Please render every line of the items below as a JSON list of strings, one string per line, leaving out any blank lines.
##### DATA EXCERPTS #####
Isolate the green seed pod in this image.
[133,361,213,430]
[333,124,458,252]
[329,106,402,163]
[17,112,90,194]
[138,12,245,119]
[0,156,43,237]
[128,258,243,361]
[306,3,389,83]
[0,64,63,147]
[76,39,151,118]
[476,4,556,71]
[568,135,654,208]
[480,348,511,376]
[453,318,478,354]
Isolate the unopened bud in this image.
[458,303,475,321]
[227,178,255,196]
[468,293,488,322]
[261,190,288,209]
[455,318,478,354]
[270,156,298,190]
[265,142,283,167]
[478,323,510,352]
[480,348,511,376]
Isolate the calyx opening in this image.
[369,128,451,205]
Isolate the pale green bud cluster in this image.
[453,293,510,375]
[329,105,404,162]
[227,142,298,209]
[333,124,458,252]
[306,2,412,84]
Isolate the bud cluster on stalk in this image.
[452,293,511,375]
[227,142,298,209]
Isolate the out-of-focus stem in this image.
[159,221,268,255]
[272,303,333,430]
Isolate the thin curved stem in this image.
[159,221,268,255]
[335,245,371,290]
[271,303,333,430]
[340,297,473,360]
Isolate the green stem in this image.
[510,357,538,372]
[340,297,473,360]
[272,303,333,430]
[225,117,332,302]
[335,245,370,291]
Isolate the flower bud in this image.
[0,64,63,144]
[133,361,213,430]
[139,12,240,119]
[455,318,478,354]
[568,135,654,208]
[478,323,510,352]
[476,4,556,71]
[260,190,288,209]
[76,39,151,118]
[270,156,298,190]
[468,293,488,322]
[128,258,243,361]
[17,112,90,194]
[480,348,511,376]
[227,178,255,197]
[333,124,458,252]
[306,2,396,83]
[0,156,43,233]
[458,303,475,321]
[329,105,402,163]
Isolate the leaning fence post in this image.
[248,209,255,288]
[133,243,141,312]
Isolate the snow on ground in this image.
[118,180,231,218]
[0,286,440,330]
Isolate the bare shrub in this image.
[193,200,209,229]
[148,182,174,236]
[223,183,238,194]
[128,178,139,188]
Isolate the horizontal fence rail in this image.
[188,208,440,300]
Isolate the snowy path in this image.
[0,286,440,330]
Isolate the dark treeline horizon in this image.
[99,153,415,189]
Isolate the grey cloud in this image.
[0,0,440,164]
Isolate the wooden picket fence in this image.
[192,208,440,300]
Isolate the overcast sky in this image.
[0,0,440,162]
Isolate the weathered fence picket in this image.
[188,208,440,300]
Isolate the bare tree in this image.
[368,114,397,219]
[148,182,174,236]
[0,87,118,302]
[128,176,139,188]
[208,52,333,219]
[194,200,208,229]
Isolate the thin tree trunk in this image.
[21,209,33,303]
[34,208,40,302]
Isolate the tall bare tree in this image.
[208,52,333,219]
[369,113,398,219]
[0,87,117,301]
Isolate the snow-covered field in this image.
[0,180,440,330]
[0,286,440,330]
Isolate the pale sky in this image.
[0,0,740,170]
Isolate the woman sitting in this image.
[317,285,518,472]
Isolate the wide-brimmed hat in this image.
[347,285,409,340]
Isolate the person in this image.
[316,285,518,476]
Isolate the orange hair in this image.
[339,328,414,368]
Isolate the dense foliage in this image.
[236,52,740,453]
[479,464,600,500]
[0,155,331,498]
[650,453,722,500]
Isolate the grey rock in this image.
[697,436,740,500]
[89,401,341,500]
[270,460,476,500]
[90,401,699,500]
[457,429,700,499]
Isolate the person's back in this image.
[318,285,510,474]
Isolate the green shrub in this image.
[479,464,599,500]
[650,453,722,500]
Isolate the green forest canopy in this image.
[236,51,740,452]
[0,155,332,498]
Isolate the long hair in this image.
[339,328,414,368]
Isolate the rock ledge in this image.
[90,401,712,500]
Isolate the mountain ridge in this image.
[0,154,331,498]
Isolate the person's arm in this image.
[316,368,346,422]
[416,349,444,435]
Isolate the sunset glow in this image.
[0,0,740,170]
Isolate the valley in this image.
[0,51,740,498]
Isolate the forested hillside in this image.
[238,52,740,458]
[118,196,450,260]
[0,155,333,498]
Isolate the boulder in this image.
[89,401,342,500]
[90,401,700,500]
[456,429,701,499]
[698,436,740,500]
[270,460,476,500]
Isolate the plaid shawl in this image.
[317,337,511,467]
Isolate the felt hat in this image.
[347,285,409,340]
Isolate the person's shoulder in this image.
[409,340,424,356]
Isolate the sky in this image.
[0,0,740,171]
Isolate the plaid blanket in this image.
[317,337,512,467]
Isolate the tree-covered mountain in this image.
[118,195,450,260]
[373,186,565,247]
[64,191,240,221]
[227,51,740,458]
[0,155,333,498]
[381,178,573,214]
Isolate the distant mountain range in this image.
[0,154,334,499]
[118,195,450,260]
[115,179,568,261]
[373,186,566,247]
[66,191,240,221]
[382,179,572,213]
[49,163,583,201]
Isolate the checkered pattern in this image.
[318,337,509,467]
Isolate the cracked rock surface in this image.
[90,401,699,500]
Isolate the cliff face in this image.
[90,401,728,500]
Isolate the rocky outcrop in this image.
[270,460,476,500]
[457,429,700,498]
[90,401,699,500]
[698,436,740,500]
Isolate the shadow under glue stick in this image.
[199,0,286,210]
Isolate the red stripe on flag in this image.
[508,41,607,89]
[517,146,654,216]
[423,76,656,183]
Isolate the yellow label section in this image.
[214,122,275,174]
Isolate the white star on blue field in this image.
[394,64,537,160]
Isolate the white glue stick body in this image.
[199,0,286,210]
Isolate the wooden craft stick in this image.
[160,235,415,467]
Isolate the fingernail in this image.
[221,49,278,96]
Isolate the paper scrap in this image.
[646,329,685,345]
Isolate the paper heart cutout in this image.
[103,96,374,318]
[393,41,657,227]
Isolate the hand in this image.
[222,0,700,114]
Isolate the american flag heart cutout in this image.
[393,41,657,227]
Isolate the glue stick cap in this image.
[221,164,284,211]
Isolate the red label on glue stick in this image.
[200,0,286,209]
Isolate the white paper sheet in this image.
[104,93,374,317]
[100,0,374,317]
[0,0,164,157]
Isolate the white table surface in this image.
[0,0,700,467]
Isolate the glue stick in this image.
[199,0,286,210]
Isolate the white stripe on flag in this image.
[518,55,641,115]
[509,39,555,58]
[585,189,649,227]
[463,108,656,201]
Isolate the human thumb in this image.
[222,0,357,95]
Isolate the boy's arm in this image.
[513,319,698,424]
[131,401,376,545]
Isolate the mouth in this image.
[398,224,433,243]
#####
- **EXERCISE ANSWER**:
[
  "Isolate the green seed pod in this image.",
  "[133,361,213,430]",
  "[333,124,458,252]",
  "[329,106,402,163]",
  "[17,112,90,194]",
  "[138,12,245,119]",
  "[0,156,43,237]",
  "[128,258,243,361]",
  "[306,3,389,83]",
  "[0,64,63,147]",
  "[76,39,151,118]",
  "[476,4,556,71]",
  "[568,135,654,208]",
  "[480,348,511,376]",
  "[453,318,478,354]",
  "Isolate the unopened bud in this image.",
  "[458,303,475,321]",
  "[227,178,255,196]",
  "[468,293,488,322]",
  "[261,190,288,209]",
  "[455,318,478,354]",
  "[270,156,298,190]",
  "[265,142,283,167]",
  "[478,323,510,352]",
  "[480,348,511,376]",
  "Isolate the calyx opening in this image.",
  "[369,128,451,205]",
  "Isolate the pale green bud cluster in this image.",
  "[453,293,510,375]",
  "[329,105,404,162]",
  "[227,142,298,209]",
  "[333,124,458,252]",
  "[306,2,412,84]",
  "Isolate the bud cluster on stalk in this image.",
  "[452,293,511,375]",
  "[227,142,298,209]",
  "Isolate the out-of-focus stem in this image.",
  "[159,221,268,255]",
  "[272,303,333,430]",
  "Isolate the thin curved stem in this image.",
  "[159,221,268,255]",
  "[335,245,371,290]",
  "[271,303,333,430]",
  "[340,297,473,360]",
  "Isolate the green stem in this image.",
  "[510,357,538,372]",
  "[340,297,473,360]",
  "[272,303,333,430]",
  "[225,117,332,302]",
  "[335,245,370,291]",
  "Isolate the flower bud in this image.",
  "[0,64,63,144]",
  "[133,361,213,430]",
  "[139,12,240,119]",
  "[455,318,478,354]",
  "[568,135,654,208]",
  "[478,323,510,352]",
  "[476,4,556,71]",
  "[260,190,288,209]",
  "[76,39,151,118]",
  "[270,156,298,190]",
  "[468,293,488,322]",
  "[128,258,243,361]",
  "[17,112,90,194]",
  "[480,348,511,376]",
  "[227,178,255,197]",
  "[333,124,458,252]",
  "[306,2,396,83]",
  "[0,156,43,233]",
  "[458,303,475,321]",
  "[329,105,402,163]",
  "Isolate the leaning fence post in this image.",
  "[248,209,255,288]",
  "[133,243,141,312]",
  "Isolate the snow on ground in this image.",
  "[118,180,231,218]",
  "[0,286,440,330]",
  "Isolate the bare shrub in this image.",
  "[193,200,209,229]",
  "[148,182,174,236]",
  "[223,183,238,194]",
  "[128,178,139,188]",
  "Isolate the horizontal fence rail in this image.",
  "[188,208,440,300]",
  "Isolate the snowy path in this image.",
  "[0,286,440,330]",
  "Isolate the dark treeline horizon in this image.",
  "[99,153,415,189]",
  "Isolate the grey cloud in this image.",
  "[0,0,440,164]",
  "Isolate the wooden picket fence in this image.",
  "[192,208,440,300]",
  "Isolate the overcast sky in this image.",
  "[0,0,440,162]",
  "Isolate the weathered fence picket in this image.",
  "[188,208,440,300]",
  "Isolate the bare tree in this image.",
  "[368,114,397,219]",
  "[148,182,174,236]",
  "[0,87,118,302]",
  "[128,176,139,188]",
  "[208,52,333,219]",
  "[194,200,208,229]",
  "Isolate the thin tree trunk in this image.",
  "[21,209,33,303]",
  "[34,208,40,302]",
  "Isolate the tall bare tree in this image.",
  "[208,52,333,219]",
  "[369,113,398,219]",
  "[0,87,117,301]",
  "Isolate the snow-covered field in this image.",
  "[0,180,440,330]",
  "[0,286,440,330]",
  "Isolate the pale sky in this image.",
  "[0,0,740,170]",
  "Isolate the woman sitting in this image.",
  "[317,285,518,472]",
  "Isolate the wide-brimmed hat in this image.",
  "[347,285,409,340]",
  "Isolate the person in this image.",
  "[316,285,518,476]",
  "Isolate the orange hair in this image.",
  "[339,328,414,368]",
  "Isolate the dense foliage in this image.",
  "[236,52,740,453]",
  "[479,464,600,500]",
  "[0,155,331,498]",
  "[650,453,722,500]",
  "Isolate the grey rock in this image.",
  "[697,436,740,500]",
  "[89,401,341,500]",
  "[270,460,476,500]",
  "[90,401,699,500]",
  "[457,429,700,499]",
  "Isolate the person's back in this image.",
  "[318,285,510,474]",
  "Isolate the green shrub in this image.",
  "[479,464,599,500]",
  "[650,453,722,500]",
  "Isolate the green forest canopy in this image.",
  "[236,51,740,452]",
  "[0,155,332,498]",
  "Isolate the long hair in this image.",
  "[339,328,414,368]",
  "Isolate the rock ledge in this image.",
  "[90,401,712,500]",
  "Isolate the mountain ridge in this image.",
  "[0,154,331,498]",
  "Isolate the person's arm in this image.",
  "[316,368,346,422]",
  "[416,349,444,435]",
  "Isolate the sunset glow in this image.",
  "[0,0,740,170]",
  "Isolate the valley in this image.",
  "[0,51,740,498]",
  "Isolate the forested hillside in this image.",
  "[238,52,740,458]",
  "[118,196,450,260]",
  "[0,155,333,498]",
  "Isolate the boulder in this image.",
  "[89,401,342,500]",
  "[90,401,700,500]",
  "[456,429,701,499]",
  "[698,436,740,500]",
  "[270,460,476,500]",
  "Isolate the plaid shawl in this image.",
  "[317,337,511,467]",
  "Isolate the felt hat in this image.",
  "[347,285,409,340]",
  "Isolate the person's shoulder in this image.",
  "[409,340,424,356]",
  "Isolate the sky in this image.",
  "[0,0,740,171]",
  "Isolate the plaid blanket in this image.",
  "[317,337,512,467]",
  "Isolate the tree-covered mountain in this image.",
  "[118,195,450,260]",
  "[373,186,565,247]",
  "[64,191,240,221]",
  "[227,51,740,458]",
  "[0,155,333,498]",
  "[381,178,573,214]",
  "Isolate the distant mountain range in this image.",
  "[0,154,334,499]",
  "[118,195,450,260]",
  "[115,179,568,261]",
  "[373,186,566,247]",
  "[66,191,240,221]",
  "[382,179,572,213]",
  "[49,163,583,201]",
  "Isolate the checkered pattern in this image.",
  "[318,337,509,467]",
  "Isolate the cracked rock surface in this image.",
  "[90,401,699,500]",
  "Isolate the cliff face in this image.",
  "[90,401,728,500]",
  "Isolate the rocky outcrop in this image.",
  "[270,460,476,500]",
  "[457,429,700,498]",
  "[90,401,699,500]",
  "[698,436,740,500]",
  "Isolate the shadow under glue stick in this image.",
  "[199,0,286,210]",
  "Isolate the red stripe on flag in this image.",
  "[508,41,607,89]",
  "[517,146,654,216]",
  "[423,76,656,183]",
  "Isolate the yellow label section in this image.",
  "[214,122,275,174]",
  "Isolate the white star on blue field in this image.",
  "[394,64,537,160]",
  "Isolate the white glue stick body in this image.",
  "[199,0,286,210]",
  "Isolate the wooden craft stick in this image.",
  "[160,235,415,467]",
  "Isolate the fingernail in this image.",
  "[221,49,278,96]",
  "Isolate the paper scrap in this image.",
  "[646,329,685,345]",
  "Isolate the paper heart cutout in this image.",
  "[103,96,374,318]",
  "[393,41,657,227]",
  "Isolate the hand in this image.",
  "[222,0,700,114]",
  "Isolate the american flag heart cutout in this image.",
  "[393,41,657,227]",
  "Isolate the glue stick cap in this image.",
  "[221,164,284,211]",
  "Isolate the red label on glue stick in this image.",
  "[200,0,286,209]",
  "Isolate the white paper sheet in this image.",
  "[104,93,374,317]",
  "[100,0,374,317]",
  "[0,0,164,157]",
  "Isolate the white table surface in this image.",
  "[0,0,700,467]",
  "Isolate the glue stick in this image.",
  "[199,0,286,210]",
  "Isolate the white stripe on flag in this image.",
  "[518,55,641,115]",
  "[509,39,555,58]",
  "[585,189,649,227]",
  "[463,108,656,201]",
  "Isolate the human thumb in this image.",
  "[222,0,357,95]",
  "Isolate the boy's arm in this image.",
  "[513,319,698,424]",
  "[131,401,376,545]",
  "Isolate the mouth in this image.",
  "[398,224,433,243]"
]